Records contained in a dataset:
▽

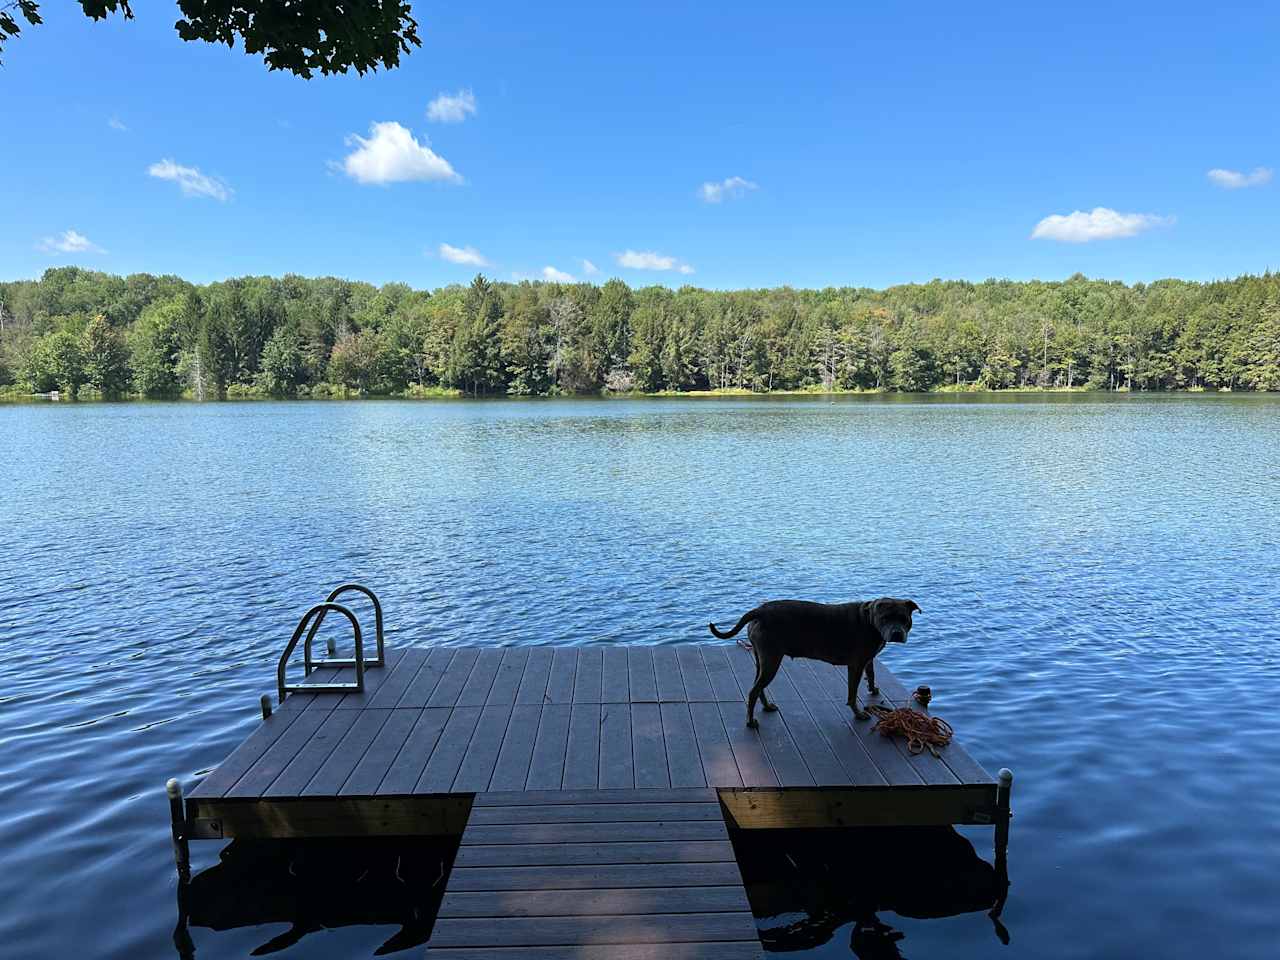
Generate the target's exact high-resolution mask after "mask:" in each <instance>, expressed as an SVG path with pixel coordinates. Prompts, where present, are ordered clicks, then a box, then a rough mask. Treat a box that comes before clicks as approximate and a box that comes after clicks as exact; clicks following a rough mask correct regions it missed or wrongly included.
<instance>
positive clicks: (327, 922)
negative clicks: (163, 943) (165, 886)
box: [174, 837, 457, 960]
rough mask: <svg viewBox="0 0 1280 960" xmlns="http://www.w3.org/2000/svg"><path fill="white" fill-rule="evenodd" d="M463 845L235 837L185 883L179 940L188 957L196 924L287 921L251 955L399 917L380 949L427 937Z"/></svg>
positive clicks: (403, 943)
mask: <svg viewBox="0 0 1280 960" xmlns="http://www.w3.org/2000/svg"><path fill="white" fill-rule="evenodd" d="M456 851H457V840H456V838H453V840H448V841H436V840H431V838H428V840H421V838H404V837H361V838H352V840H278V841H268V840H255V841H233V842H232V844H229V845H228V846H227V847H224V849H223V851H221V854H220V858H219V863H218V864H215V865H214V867H210V868H209V869H206V870H202V872H201V873H198V874H196V876H195V877H192V879H191V884H189V886H188V887H186V888H179V892H178V897H179V900H178V913H179V920H178V927H177V929H175V931H174V945H175V946H177V948H178V955H179V956H182V957H184V960H186V959H187V957H192V956H195V945H193V942H192V937H191V933H189V929H188V927H206V928H209V929H212V931H229V929H236V928H242V927H262V925H266V924H288V929H287V931H284V932H283V933H278V934H275V936H270V937H269V938H268V940H265V941H264V942H262V943H261V945H259V946H257V947H256V948H255V950H253V951H252V954H251V955H252V956H266V955H269V954H275V952H278V951H282V950H287V948H288V947H292V946H293V945H296V943H297V942H298V941H301V940H302V938H303V937H306V936H308V934H311V933H316V932H319V931H326V929H333V928H337V927H351V925H398V927H399V929H398V931H397V932H396V933H394V934H392V936H390V937H389V938H388V940H387V941H385V942H384V943H383V945H381V946H379V947H378V948H376V950H375V951H374V955H375V956H381V955H385V954H394V952H397V951H401V950H407V948H410V947H419V946H421V945H424V943H426V941H428V937H430V936H431V927H433V925H434V923H435V915H436V911H438V910H439V906H440V897H442V896H443V893H444V886H445V879H447V878H448V874H449V868H451V867H452V864H453V855H454V852H456Z"/></svg>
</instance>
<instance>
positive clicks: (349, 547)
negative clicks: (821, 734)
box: [0, 394, 1280, 959]
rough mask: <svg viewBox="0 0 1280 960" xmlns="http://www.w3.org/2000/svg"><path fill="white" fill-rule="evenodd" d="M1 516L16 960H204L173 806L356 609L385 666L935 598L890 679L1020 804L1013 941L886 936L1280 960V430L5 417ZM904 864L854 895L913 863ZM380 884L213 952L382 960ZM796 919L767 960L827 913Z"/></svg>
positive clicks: (302, 405)
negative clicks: (988, 770)
mask: <svg viewBox="0 0 1280 960" xmlns="http://www.w3.org/2000/svg"><path fill="white" fill-rule="evenodd" d="M0 490H3V494H0V495H3V499H0V541H3V550H0V635H3V639H4V645H3V646H0V664H3V675H4V677H5V685H4V690H3V691H0V850H3V851H4V855H3V861H4V870H3V872H0V942H3V943H6V945H8V946H6V947H5V950H4V952H5V954H6V955H10V956H15V957H18V956H20V957H52V956H67V955H83V956H93V957H136V956H147V957H151V956H166V955H173V954H174V951H175V946H174V938H173V931H174V923H175V920H177V906H175V886H177V884H175V876H174V869H173V860H172V854H170V841H169V832H168V809H166V801H165V796H164V782H165V780H166V778H168V777H170V776H175V777H179V778H182V781H183V782H184V785H186V786H187V787H188V788H189V787H191V786H193V783H195V782H196V780H197V778H198V777H200V776H201V774H202V773H204V772H207V771H209V769H210V768H211V767H212V765H215V764H216V762H218V760H220V759H221V758H223V756H224V755H225V754H227V753H228V751H229V750H230V749H232V748H233V746H234V745H236V744H238V742H239V740H241V739H243V736H246V733H247V732H248V731H250V730H252V728H253V726H255V724H256V723H257V722H259V714H257V698H259V695H261V694H264V692H268V691H270V690H271V689H273V685H274V664H275V659H276V657H278V655H279V650H280V649H282V646H283V644H284V643H285V640H287V639H288V636H289V632H291V631H292V628H293V625H294V623H296V622H297V617H298V616H300V613H301V612H302V611H303V609H305V608H306V607H307V605H310V604H311V603H314V602H316V600H319V599H323V595H324V594H325V593H326V591H328V589H329V588H330V586H333V585H337V584H339V582H342V581H346V580H357V581H362V582H366V584H369V585H371V586H372V588H374V589H375V590H376V591H378V593H379V595H380V596H381V600H383V604H384V607H385V611H387V617H388V644H390V645H410V644H417V645H429V644H576V643H585V641H593V643H600V641H604V643H608V641H620V643H622V641H625V643H654V644H660V643H672V641H677V640H703V639H707V637H705V626H704V625H705V623H707V622H708V621H709V620H716V621H719V622H724V621H732V620H733V618H736V617H737V616H739V614H740V613H741V612H742V611H745V609H748V608H749V607H751V605H754V604H755V603H758V602H759V600H762V599H767V598H774V596H804V598H812V599H819V600H851V599H864V598H873V596H878V595H882V594H890V595H897V596H910V598H914V599H915V600H916V602H918V603H919V604H920V607H922V608H923V609H922V613H919V614H916V618H915V630H914V631H913V634H911V637H910V641H909V643H908V644H906V645H905V646H904V648H895V649H893V650H891V652H888V653H887V654H886V655H884V657H886V662H887V663H888V664H890V666H891V668H892V669H893V671H895V672H896V673H897V675H899V676H900V677H902V680H904V682H906V684H908V685H909V686H913V685H915V684H918V682H927V684H929V685H931V686H932V687H933V691H934V704H933V710H934V713H937V714H938V716H942V717H945V718H946V719H947V721H948V722H950V723H951V724H952V726H954V727H955V730H956V736H957V739H959V740H960V741H961V742H963V744H964V745H965V746H966V748H968V749H969V751H970V753H973V754H974V756H975V758H977V759H978V760H980V762H982V763H984V764H986V765H987V767H988V768H989V769H992V771H995V769H997V768H1000V767H1004V765H1007V767H1010V768H1012V771H1014V772H1015V774H1016V777H1018V780H1016V782H1015V785H1014V812H1015V819H1014V823H1012V833H1011V844H1010V874H1011V879H1012V888H1011V891H1010V896H1009V902H1007V905H1006V908H1005V911H1004V918H1002V919H1004V923H1005V924H1006V925H1007V928H1009V932H1010V937H1011V940H1010V943H1009V946H1002V945H1001V943H1000V941H998V940H997V938H996V936H995V933H993V929H992V923H991V920H989V919H988V918H987V916H986V914H984V913H982V911H966V913H959V914H956V915H950V916H941V918H934V919H919V918H911V916H906V915H902V914H899V913H893V911H890V910H887V909H882V913H881V914H879V919H881V920H882V922H884V923H887V924H890V925H891V927H893V928H895V929H896V931H897V932H900V933H902V934H904V937H902V940H900V941H899V942H897V948H899V950H900V951H901V954H902V955H904V956H911V957H922V956H932V957H977V956H992V955H998V956H1006V957H1007V956H1029V957H1098V956H1115V957H1126V956H1161V957H1178V956H1185V957H1193V956H1208V955H1212V956H1220V955H1225V956H1233V957H1263V956H1266V957H1270V956H1275V955H1276V951H1277V948H1280V947H1277V936H1280V910H1277V909H1276V905H1277V904H1280V705H1277V694H1280V655H1277V643H1280V593H1277V586H1276V585H1277V584H1280V397H1266V396H1248V397H1243V396H1165V397H1143V396H1111V397H1106V396H1094V394H1073V396H1038V394H1023V396H1010V397H973V398H966V397H960V398H955V397H881V398H868V397H847V398H835V399H833V401H828V399H826V398H820V397H819V398H812V399H810V398H803V399H801V398H768V399H753V398H744V399H709V398H699V399H669V401H668V399H646V401H526V402H520V401H492V402H416V403H413V402H372V401H369V402H351V403H319V402H316V403H221V404H205V406H197V404H38V406H0ZM948 833H951V832H950V831H948ZM963 835H964V838H968V841H970V842H972V844H973V849H974V850H977V852H978V855H980V856H982V858H984V859H989V858H991V831H989V829H965V831H963ZM952 836H954V837H956V838H960V837H959V835H954V833H952ZM873 841H874V842H870V841H869V842H867V844H865V845H860V846H859V849H860V850H861V851H863V852H864V860H863V861H852V863H850V867H849V870H850V881H849V882H850V884H851V886H852V884H854V881H852V877H854V876H856V877H859V878H864V876H865V874H867V873H868V870H874V869H878V867H877V863H881V864H882V863H883V861H884V860H892V859H893V858H895V856H896V854H895V850H896V849H897V845H896V844H895V842H893V837H892V836H890V837H886V836H884V835H883V832H879V835H878V836H877V837H876V838H873ZM221 846H223V845H220V844H216V842H197V844H193V858H195V864H193V865H195V869H196V870H197V872H200V870H202V869H206V868H209V867H211V865H212V864H215V863H218V861H219V852H220V849H221ZM385 852H387V851H385V850H384V851H381V852H376V851H364V850H356V851H337V852H335V850H334V849H333V845H330V849H325V850H311V851H307V856H308V858H311V859H310V860H307V863H315V864H319V865H316V867H315V868H314V870H312V873H311V874H310V877H311V878H312V879H315V881H316V882H312V883H311V886H303V890H302V892H301V893H300V897H301V899H302V900H306V901H307V909H308V910H310V913H308V916H310V918H311V920H312V922H311V923H310V925H308V924H307V923H301V924H294V925H296V929H294V931H293V932H292V933H291V928H289V924H288V923H280V922H264V923H256V924H251V925H237V923H233V922H228V924H227V925H229V927H232V928H230V929H216V931H215V929H211V928H210V927H192V929H191V931H189V937H191V941H192V943H193V946H195V951H196V954H197V955H198V956H200V957H202V959H209V957H243V956H248V955H250V954H251V951H253V950H255V948H257V947H259V946H260V945H262V943H265V942H268V941H273V938H278V937H280V938H282V940H280V941H279V942H276V946H279V947H280V948H282V950H283V955H284V956H298V957H351V956H371V955H372V954H374V951H375V950H378V948H379V946H380V945H383V943H384V942H387V941H388V940H389V938H393V937H394V934H396V933H397V931H398V929H399V924H398V923H394V922H390V923H389V922H388V919H387V918H379V916H372V918H366V919H369V922H367V923H365V922H357V920H358V919H360V918H358V916H357V918H356V919H352V916H353V915H355V914H352V915H347V914H344V913H343V911H344V909H346V908H343V906H339V905H334V906H333V908H332V910H333V913H334V916H332V918H328V919H326V911H328V910H329V906H328V905H326V904H325V897H326V895H329V893H330V892H332V891H330V888H329V887H326V883H325V877H326V873H325V870H335V872H340V870H342V869H347V867H342V865H340V864H339V865H334V864H333V863H328V861H326V858H339V859H340V858H342V856H347V855H348V854H349V855H351V856H355V858H357V863H358V859H360V858H361V856H375V855H376V856H381V855H384V854H385ZM253 855H255V854H253V851H243V850H227V851H224V864H223V867H224V868H227V869H230V867H229V864H230V865H234V861H237V859H238V858H239V859H243V858H244V856H253ZM260 855H261V856H264V858H269V856H270V855H274V854H271V851H265V852H262V851H260ZM763 855H764V854H762V856H763ZM902 855H904V856H906V855H908V854H905V852H904V854H902ZM916 855H918V854H911V856H916ZM288 856H294V855H293V854H288ZM298 856H301V855H298ZM424 858H425V859H429V858H430V851H428V852H425V854H424ZM294 859H297V856H296V858H294ZM303 859H305V858H303ZM851 859H852V858H851ZM300 861H301V860H300ZM326 864H328V865H326ZM348 867H349V865H348ZM429 867H430V865H429ZM220 869H221V868H220ZM262 869H264V872H266V870H268V868H266V867H264V868H262ZM361 869H365V868H361ZM397 869H398V868H397ZM275 870H276V872H275V874H269V873H264V874H262V876H278V877H291V876H296V874H297V868H296V867H289V865H288V864H285V865H284V867H280V865H279V864H276V867H275ZM433 870H434V867H431V868H430V869H426V873H428V874H431V872H433ZM251 873H252V872H251ZM211 876H212V874H211ZM335 876H337V874H335ZM361 876H364V874H361ZM431 879H434V876H429V879H428V883H429V882H430V881H431ZM858 883H863V879H859V881H858ZM334 888H338V887H337V881H335V882H334ZM340 888H342V890H347V887H340ZM348 892H349V891H348ZM828 892H829V891H828ZM836 892H837V893H838V892H840V891H836ZM338 899H339V897H337V896H334V897H333V900H338ZM780 904H781V905H780V906H778V908H777V914H776V915H774V918H773V919H768V918H760V919H759V923H760V925H762V928H764V927H776V925H778V924H788V923H790V924H800V925H803V924H804V922H805V920H806V918H805V913H806V910H808V911H809V913H810V914H812V913H813V909H812V908H806V906H805V905H804V904H803V902H788V901H786V897H782V899H781V900H780ZM224 906H225V905H224ZM206 908H207V905H206ZM233 908H234V904H232V905H230V906H227V910H229V911H230V913H232V914H234V909H233ZM209 909H211V908H209ZM300 909H301V908H300ZM355 913H357V914H358V911H355ZM374 913H376V911H374ZM905 913H910V911H909V910H905ZM316 918H319V919H316ZM233 919H234V918H233ZM808 919H809V920H813V923H810V924H809V925H810V927H818V928H820V929H822V933H820V936H815V937H812V940H813V942H812V943H810V945H809V946H810V952H809V954H805V955H813V956H828V957H840V956H851V954H850V937H851V928H852V919H854V918H852V916H851V915H849V916H844V915H837V916H835V918H833V919H832V918H831V916H827V918H813V916H809V918H808ZM819 920H820V922H819ZM823 924H826V925H823ZM215 925H216V924H215ZM828 928H829V929H828ZM410 940H411V938H410ZM420 951H421V947H413V948H412V950H411V951H410V952H406V954H403V955H406V956H411V955H417V954H419V952H420ZM877 955H883V954H877Z"/></svg>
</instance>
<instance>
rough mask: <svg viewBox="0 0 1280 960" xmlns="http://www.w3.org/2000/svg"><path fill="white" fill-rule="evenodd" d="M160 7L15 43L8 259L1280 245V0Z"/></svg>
mask: <svg viewBox="0 0 1280 960" xmlns="http://www.w3.org/2000/svg"><path fill="white" fill-rule="evenodd" d="M134 10H136V14H137V18H136V19H134V20H132V22H124V20H122V19H119V18H113V19H110V20H108V22H105V23H93V22H91V20H88V19H86V18H84V17H83V15H82V14H81V13H79V6H78V4H73V3H70V1H69V0H45V3H44V8H42V13H44V15H45V19H46V23H45V24H44V26H42V27H36V28H28V29H27V31H24V33H23V35H22V36H20V37H19V38H17V40H14V41H10V42H9V45H8V49H6V50H5V51H4V55H3V59H4V67H3V68H0V104H3V116H4V124H3V129H4V140H3V141H0V279H17V278H24V276H36V275H38V274H40V273H41V271H42V270H44V269H46V268H49V266H54V265H65V264H78V265H82V266H90V268H95V269H102V270H109V271H114V273H133V271H150V273H174V274H180V275H183V276H186V278H189V279H193V280H200V282H205V280H212V279H219V278H223V276H232V275H242V274H275V275H279V274H283V273H287V271H293V273H301V274H306V275H320V274H334V275H338V276H346V278H351V279H362V280H370V282H374V283H384V282H388V280H403V282H406V283H410V284H413V285H416V287H435V285H439V284H444V283H451V282H465V280H467V279H470V276H471V275H474V274H475V273H476V270H477V264H476V262H475V260H476V257H479V259H480V260H483V262H484V266H483V268H481V269H483V270H484V271H485V273H486V274H489V275H492V276H497V278H500V279H515V278H517V276H541V275H544V271H547V270H548V269H550V270H553V271H558V273H562V274H567V275H572V276H575V278H579V279H594V280H602V279H605V278H608V276H613V275H617V276H622V278H623V279H626V280H627V282H630V283H632V284H634V285H635V284H645V283H668V284H672V285H678V284H682V283H695V284H699V285H705V287H713V288H736V287H771V285H777V284H792V285H797V287H824V285H844V284H851V285H872V287H883V285H887V284H892V283H901V282H911V280H928V279H931V278H934V276H943V278H965V279H972V280H980V279H984V278H988V276H1006V278H1012V279H1028V278H1043V279H1059V278H1064V276H1068V275H1070V274H1073V273H1076V271H1082V273H1084V274H1088V275H1091V276H1105V278H1114V279H1121V280H1128V282H1134V280H1152V279H1157V278H1161V276H1183V278H1188V279H1211V278H1220V276H1234V275H1238V274H1240V273H1260V271H1263V270H1266V269H1277V268H1280V232H1277V229H1276V225H1277V224H1280V218H1277V214H1280V180H1275V179H1272V178H1271V177H1270V170H1271V169H1274V168H1275V169H1280V124H1277V104H1280V58H1277V56H1276V49H1277V46H1280V5H1276V4H1263V3H1258V4H1248V5H1244V4H1242V5H1233V4H1219V5H1206V4H1185V5H1179V4H1170V3H1161V4H1116V3H1108V4H1097V5H1094V4H1079V3H1078V4H1073V5H1070V6H1051V5H1039V4H1025V3H1020V4H982V5H968V4H954V3H951V4H934V3H915V4H874V5H873V4H850V3H847V0H846V3H832V4H822V3H805V4H792V5H788V6H778V5H777V4H753V3H733V4H726V3H718V4H713V3H700V4H692V3H689V4H668V3H663V1H662V0H653V1H650V3H646V4H643V5H616V4H599V3H590V4H588V3H581V4H579V3H554V4H499V3H492V4H449V5H439V4H425V3H420V4H416V5H415V14H416V17H417V19H419V22H420V24H421V31H420V32H421V35H422V38H424V45H422V47H420V49H417V50H415V51H413V52H412V54H411V55H410V56H408V58H407V59H404V60H403V61H402V65H401V68H399V69H397V70H392V72H389V73H379V74H375V76H366V77H364V78H360V77H357V76H351V77H337V78H323V77H317V78H315V79H312V81H302V79H298V78H294V77H292V76H285V74H282V73H279V72H276V73H269V72H268V70H266V68H265V67H264V65H262V63H261V61H260V60H259V59H256V58H251V56H246V55H244V54H243V52H242V51H241V50H238V49H237V50H234V51H229V50H227V49H225V47H214V46H210V45H205V44H184V42H182V41H180V40H178V37H177V33H175V32H174V29H173V22H174V20H175V19H177V17H178V12H177V6H175V5H174V4H172V3H166V1H165V0H136V3H134ZM467 91H468V92H470V95H471V97H474V108H475V109H474V111H467V110H465V109H463V110H461V114H462V118H461V120H458V122H444V120H447V119H449V118H451V114H452V115H453V119H457V114H458V111H460V110H458V106H457V104H454V105H453V108H454V109H453V110H452V111H451V110H449V109H445V110H444V111H443V114H444V115H443V119H440V118H442V113H440V110H436V111H435V115H436V118H438V119H435V120H433V119H429V116H428V111H429V108H430V105H431V102H433V101H435V100H436V99H438V97H440V95H447V96H448V97H453V99H457V97H458V95H460V92H467ZM445 108H448V102H445ZM372 124H383V125H380V127H378V128H374V127H372ZM353 137H361V138H364V141H365V146H362V145H361V142H360V141H357V140H355V138H353ZM353 155H355V156H353ZM1211 170H1221V172H1226V173H1220V174H1216V179H1215V178H1213V177H1210V172H1211ZM388 178H390V179H392V180H393V182H378V180H380V179H381V180H385V179H388ZM726 182H727V184H728V186H726ZM744 182H745V183H744ZM704 184H718V186H719V188H721V189H719V192H718V193H717V191H716V188H714V187H713V188H712V189H710V192H705V189H704ZM710 201H718V202H710ZM1098 209H1101V211H1100V212H1094V211H1098ZM1076 211H1079V215H1078V216H1073V215H1074V214H1076ZM1046 218H1062V219H1048V220H1046ZM1042 221H1043V223H1042ZM1033 232H1034V233H1038V234H1041V236H1034V237H1033ZM442 244H448V246H447V247H445V246H442ZM451 251H452V252H451ZM458 251H463V252H458ZM442 252H443V253H448V255H449V256H444V255H442ZM472 255H474V256H472ZM451 256H452V261H451V259H449V257H451ZM460 260H461V261H462V262H454V261H460ZM584 260H585V261H590V264H593V265H594V266H595V268H596V269H598V271H599V273H596V274H591V273H590V270H589V269H588V268H586V266H585V265H584ZM681 268H684V273H681ZM545 275H550V274H545Z"/></svg>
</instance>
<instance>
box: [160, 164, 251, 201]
mask: <svg viewBox="0 0 1280 960" xmlns="http://www.w3.org/2000/svg"><path fill="white" fill-rule="evenodd" d="M147 174H148V175H151V177H155V178H156V179H161V180H173V182H174V183H177V184H178V187H179V188H180V189H182V195H183V196H184V197H212V198H214V200H216V201H219V202H223V204H225V202H227V201H228V200H230V196H232V192H233V191H232V188H230V187H228V186H227V184H225V183H223V182H221V180H220V179H218V178H216V177H209V175H206V174H202V173H201V172H200V170H198V169H196V168H195V166H183V165H182V164H175V163H174V161H173V160H161V161H160V163H159V164H151V166H148V168H147Z"/></svg>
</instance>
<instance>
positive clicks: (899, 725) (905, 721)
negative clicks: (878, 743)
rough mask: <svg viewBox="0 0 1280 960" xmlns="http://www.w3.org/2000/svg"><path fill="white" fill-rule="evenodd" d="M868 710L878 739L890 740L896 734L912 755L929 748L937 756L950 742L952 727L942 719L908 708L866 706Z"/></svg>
mask: <svg viewBox="0 0 1280 960" xmlns="http://www.w3.org/2000/svg"><path fill="white" fill-rule="evenodd" d="M867 709H868V710H870V712H872V713H874V714H876V730H878V731H879V732H881V736H886V737H891V736H893V735H895V733H896V735H897V736H900V737H902V739H905V740H906V749H908V751H910V753H913V754H919V753H923V751H924V749H925V748H928V750H929V753H931V754H933V755H934V756H937V755H938V748H940V746H946V745H947V744H950V742H951V733H952V730H951V724H950V723H947V722H946V721H945V719H942V718H941V717H931V716H928V714H927V713H920V712H919V710H913V709H911V708H910V707H899V708H897V709H896V710H895V709H891V708H888V707H882V705H881V704H867Z"/></svg>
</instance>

△

• _EXERCISE DESCRIPTION_
Where the string "negative" occurs in the data, return the whole line.

• _EXPECTED ANSWER_
negative clicks: (163, 943) (165, 886)
negative clicks: (821, 734)
negative clicks: (988, 770)
negative clicks: (878, 743)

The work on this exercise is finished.